TEXT SECTION
Riddle me a Penguin? Debbie Bennett on comic-book heroes

So I had covid. Double jabbed in March and May, and then caught the bloody thing last month. It’s a nasty little bugger too – wiped me out for 10 days, more or less, although not life-threatening by any means. Luckily we have good friends and were well-supplied with necessities, but for a good many days, there was nothing but television. I couldn’t even summon up enough energy or concentration to read. 

Netflix comes to the rescue again. This time it’s Gotham. ** Spoiler alert: do not read on if you don’t want to learn what happens ** 

We’re still watching this now (just started season 5). I have mixed feelings, although I’ve got through 4 seasons so it’s not all bad! Leaving out the fact that nobody important really seems to die and our heroes keep getting captured and tortured and fight time and time again, and yet never seem to suffer more than a few cuts and bruises; ignore the caricature characters – this is comic territory after all – and forget the fact that the cops are regularly massacred and yet there’s always a full squad ready and available to walk into another trap. No for me, it’s the character inconsistency that pulls this down.

Dataset rows
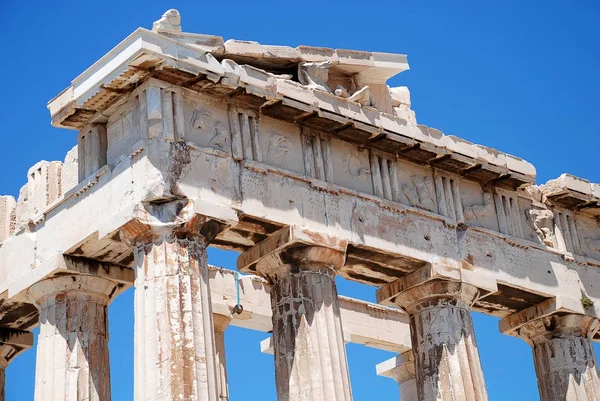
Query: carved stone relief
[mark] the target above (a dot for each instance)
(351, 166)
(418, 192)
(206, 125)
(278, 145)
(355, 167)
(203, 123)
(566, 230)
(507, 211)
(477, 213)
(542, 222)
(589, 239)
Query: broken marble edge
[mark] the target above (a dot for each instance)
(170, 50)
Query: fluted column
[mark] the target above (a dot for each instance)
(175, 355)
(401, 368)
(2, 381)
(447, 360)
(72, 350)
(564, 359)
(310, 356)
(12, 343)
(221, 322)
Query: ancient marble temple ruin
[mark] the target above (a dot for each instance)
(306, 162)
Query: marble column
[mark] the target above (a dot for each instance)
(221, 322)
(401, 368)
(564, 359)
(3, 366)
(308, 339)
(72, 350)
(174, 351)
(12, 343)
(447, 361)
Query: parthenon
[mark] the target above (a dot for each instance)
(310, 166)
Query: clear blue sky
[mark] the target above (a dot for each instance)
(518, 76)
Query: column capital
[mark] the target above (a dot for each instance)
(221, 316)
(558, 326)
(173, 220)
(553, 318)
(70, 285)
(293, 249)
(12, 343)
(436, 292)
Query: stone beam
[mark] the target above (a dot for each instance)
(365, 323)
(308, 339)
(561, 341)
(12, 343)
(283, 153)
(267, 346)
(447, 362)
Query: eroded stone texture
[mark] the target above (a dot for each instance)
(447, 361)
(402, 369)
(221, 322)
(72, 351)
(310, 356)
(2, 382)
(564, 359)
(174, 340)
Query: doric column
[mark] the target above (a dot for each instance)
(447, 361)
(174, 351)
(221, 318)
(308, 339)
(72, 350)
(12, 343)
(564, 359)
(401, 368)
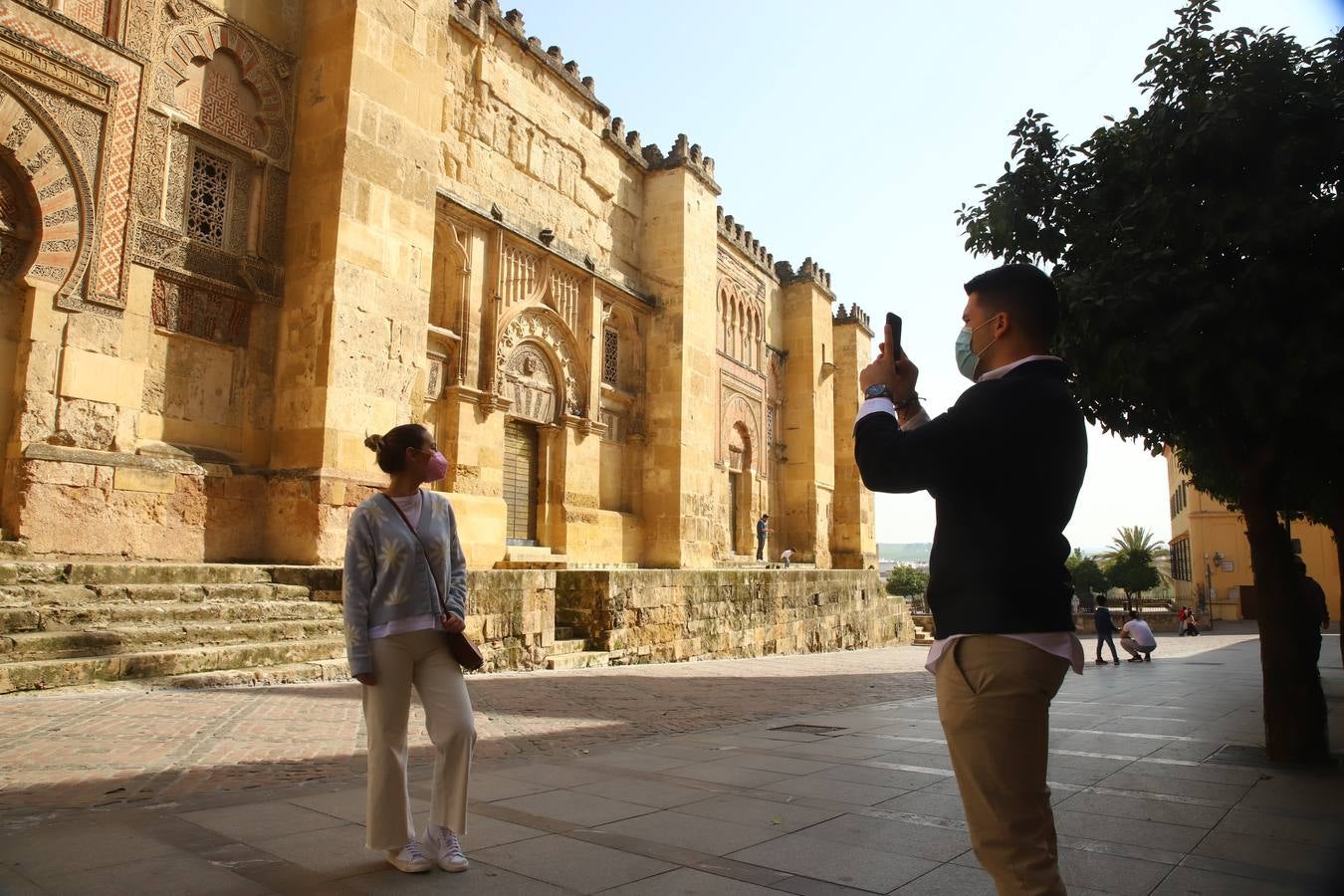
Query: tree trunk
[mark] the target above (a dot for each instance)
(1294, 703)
...
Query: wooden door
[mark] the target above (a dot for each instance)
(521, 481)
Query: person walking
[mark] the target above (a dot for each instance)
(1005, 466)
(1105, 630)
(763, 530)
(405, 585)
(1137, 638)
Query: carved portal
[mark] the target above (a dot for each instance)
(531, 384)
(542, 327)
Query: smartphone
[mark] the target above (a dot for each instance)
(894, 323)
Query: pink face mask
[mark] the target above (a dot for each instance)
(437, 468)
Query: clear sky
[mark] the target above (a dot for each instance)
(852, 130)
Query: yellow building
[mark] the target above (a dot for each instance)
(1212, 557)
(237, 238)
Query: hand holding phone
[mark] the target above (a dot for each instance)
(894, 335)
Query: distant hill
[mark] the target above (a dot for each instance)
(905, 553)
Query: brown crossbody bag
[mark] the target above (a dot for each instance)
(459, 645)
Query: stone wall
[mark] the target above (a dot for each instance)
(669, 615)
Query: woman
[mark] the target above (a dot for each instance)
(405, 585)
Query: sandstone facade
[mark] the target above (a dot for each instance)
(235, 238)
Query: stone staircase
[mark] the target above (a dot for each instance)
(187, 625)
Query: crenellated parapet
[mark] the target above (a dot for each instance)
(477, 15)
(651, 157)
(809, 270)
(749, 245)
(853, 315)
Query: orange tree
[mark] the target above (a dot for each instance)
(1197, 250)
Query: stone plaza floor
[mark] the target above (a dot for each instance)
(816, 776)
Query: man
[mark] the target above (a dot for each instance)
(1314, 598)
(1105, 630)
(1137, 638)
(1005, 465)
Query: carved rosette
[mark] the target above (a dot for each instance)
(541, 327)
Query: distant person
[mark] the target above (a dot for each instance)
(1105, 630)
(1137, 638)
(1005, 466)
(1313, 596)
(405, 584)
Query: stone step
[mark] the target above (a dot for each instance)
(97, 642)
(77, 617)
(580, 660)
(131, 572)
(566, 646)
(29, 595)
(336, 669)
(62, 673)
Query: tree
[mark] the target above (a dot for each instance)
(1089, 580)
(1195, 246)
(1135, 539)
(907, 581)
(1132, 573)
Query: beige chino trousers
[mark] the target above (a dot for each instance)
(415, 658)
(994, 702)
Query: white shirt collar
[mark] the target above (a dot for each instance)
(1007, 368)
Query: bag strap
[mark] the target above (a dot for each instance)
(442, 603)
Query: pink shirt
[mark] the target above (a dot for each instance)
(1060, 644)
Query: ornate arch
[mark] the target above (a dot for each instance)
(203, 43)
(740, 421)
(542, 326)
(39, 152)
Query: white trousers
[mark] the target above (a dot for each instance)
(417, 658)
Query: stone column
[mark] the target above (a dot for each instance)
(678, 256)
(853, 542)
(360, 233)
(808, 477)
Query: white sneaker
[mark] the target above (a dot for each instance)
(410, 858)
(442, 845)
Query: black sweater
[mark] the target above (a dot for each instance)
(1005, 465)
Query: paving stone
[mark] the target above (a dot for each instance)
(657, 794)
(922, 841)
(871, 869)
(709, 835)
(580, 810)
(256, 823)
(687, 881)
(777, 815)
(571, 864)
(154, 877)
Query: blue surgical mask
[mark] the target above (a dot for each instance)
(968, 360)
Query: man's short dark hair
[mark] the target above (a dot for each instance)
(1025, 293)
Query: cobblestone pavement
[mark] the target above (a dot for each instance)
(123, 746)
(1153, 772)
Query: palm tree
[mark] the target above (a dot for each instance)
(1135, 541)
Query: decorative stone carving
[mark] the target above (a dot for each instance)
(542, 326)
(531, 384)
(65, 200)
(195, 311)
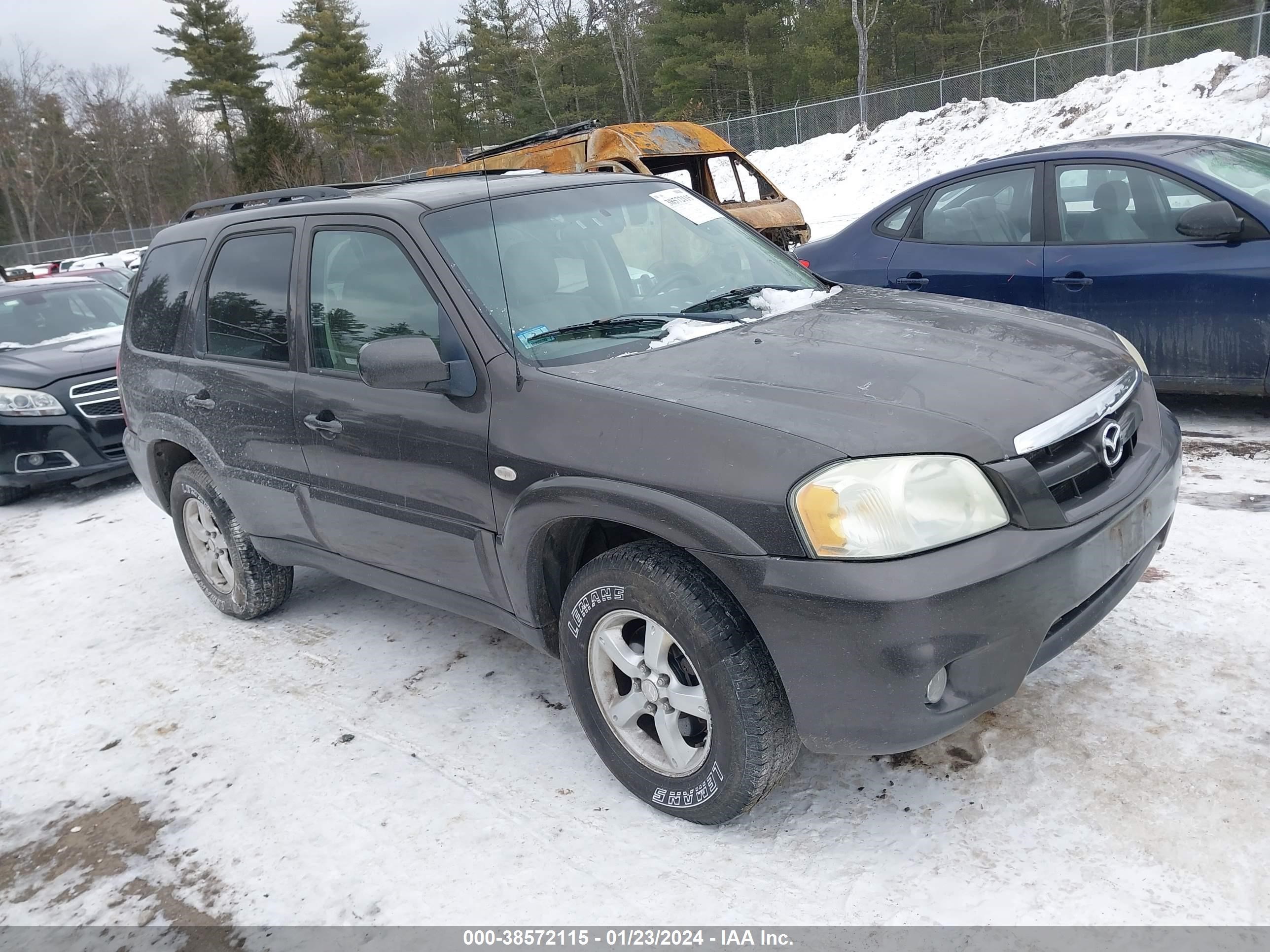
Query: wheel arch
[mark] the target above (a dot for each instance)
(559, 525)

EXERCISES TO COMPLETE
- a) Rewrite the comic-book heroes post, beginning at the words "Riddle me a" and stopping after "concentration to read.", with "covid" replaced by "flu".
- b) Carry on the comic-book heroes post past its last sentence.
The rows are separate material and are not part of the comic-book heroes post.

ANSWERS PROVIDED
- a)
Riddle me a Penguin? Debbie Bennett on comic-book heroes

So I had flu. Double jabbed in March and May, and then caught the bloody thing last month. It’s a nasty little bugger too – wiped me out for 10 days, more or less, although not life-threatening by any means. Luckily we have good friends and were well-supplied with necessities, but for a good many days, there was nothing but television. I couldn’t even summon up enough energy or concentration to read.

- b)
Harvey: beat-up old-school cop who veers between alcoholic nutter and all-guns-blazing good guy. Selina: who’s clearly cat-woman in the making has a personality transplant every few episodes and can’t decide whose side she’s on or whether or not to fancy our Bruce Wayne. And James who is so good it makes your teeth ache and yet wants to get up close and personal with all the bad girls. Oh and let's not forget Barbara who changes hairstyles every season, along with her purpose in life.

But Lee is the worst of them all – from naïve good-girl doctor who after a few bad life-choices disappears from our screens only to reappear as a leather-clad, cleavage-showing goth sex-goddess running underworld club fights – yes, I get she was changed by the virus, but nobody else was altered to that effect. It makes it hard to care for a character, when they have no consistent character. 

Whereas the bad boys are at least consistent. I can kind of empathise with Ed Nygma, even if he did murder his first girlfriend rather horribly. He has a purpose and that’s admirable. And Penguin is glorious – I love him. The acting is superbly hammy in places, nicely understated in others, and despite all his many, many faults, you just want to pat him on the head.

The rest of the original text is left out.